Complete the following =
**a.** In the passage on design of experiments methods, how many experiments does running the Three Level Full Factorial model cost?
**b.** Continue the passage on design of experiments methods from the point where it stops.

Extracted text =

++++

OK - so which values should we use for x1 and x2? A maximum, mean, minimum, or are some other values a better choice?

This is where DoE methods differ. They also differ in how complex a RSM they are able to generate. In short, the more you know about your problem, the more precise can be the selection of DoE method and RMS. The more precise a DoE and RSM, the less general is its application for a new problem. A discussion on this subject is found here (Link).

What is best? The definition of best depends entirely on the problem you need to solve and your information on the problem to solve at the time you define 'what is best'. If you have analysed similar types of problems before, you may know that a certain polynomial works better or requires fewer experiments to determine the RSM. You may even have been able to identify that your RSM polynomial is a certain kind of Maclaurin expansion that approximates a certain kind of function and can draw on this information for reduced effort and improved RSM precision.

We limit the discussion here to two kinds of models for general problems where nothing is known about the problem a priori: Taguchi and Three Level Full Factorial (3LFF).

Both models use the design input’s max/min values. The Taguchi model has versions that do and do not use mid points, while the 3LFF method always uses mid points ((max-min)/2).

The Taguchi model spans a linear RSM, i.e. y = A + B*x1 + BX2, while the 3LFF method generates the RSM by y = A + B*x1 + C*x2 + D*x1*x2 + E*x1^2 + F*x2^2 + G*x1*x2^2 + H*x1^2*x2 + I*x1^3.

The Taguchi model is a screening model and the 3LFF model is an exploration model. Furthermore, the cost of running the Taguchi model is N+1 experiments, while the 3LFF model costs 3^N experiments.

++++

Source material =

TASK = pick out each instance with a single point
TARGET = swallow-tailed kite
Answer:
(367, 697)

++++

Answers given =
**a.** 3^N experiments.

**b.**
The Taguchi model is therefore used to identify which of the design inputs matter, i.e. to screen the design. After discovering this, you should continue with a more advanced model such as. 3LFF.

As you can see in the above example, we may choose to add or remove RSM coefficients when selecting our RSM model. If, say, the D, G and H coefficients are small, we can simply set up a new RSM model to see if it works better.

There is one more type of RSM that needs to be mentioned: Kriging (Link), which we will explore below.

A polynomial RSM will never exactly pass through the computed points in the design space. A Kriging model will exactly fit the computed points, but may be off in between these points.

Kriging is therefore an excellent tool to refine a RSM for use near an optimum by enriching the RSM with a few extra simulation cases near the optimum. This is done at little or no cost, as you must verify the RSM estimated optimum anyway.

G P. Box once wrote, "All models are wrong, but some are useful," which originates from his book on RSMs.

Having found a RSM that is able to describe the design space, we can now use more expensive optimisation methods that guarantee the identification of the global optimum, e.g. Genetic Algorithms (GA) and Simulated Annealing.

Not all problems can be captured using RSMs. The design space may contain several localised minima or simply be uneven, contain forbidden parts, etc.

If this is the case, we may have to use an advanced optimiser such a GA on the problem. However, we should only do so when we know that this truly is required.

The author’s experience is that a GA optimiser typically needs four or five generations to identify the range of an optimum.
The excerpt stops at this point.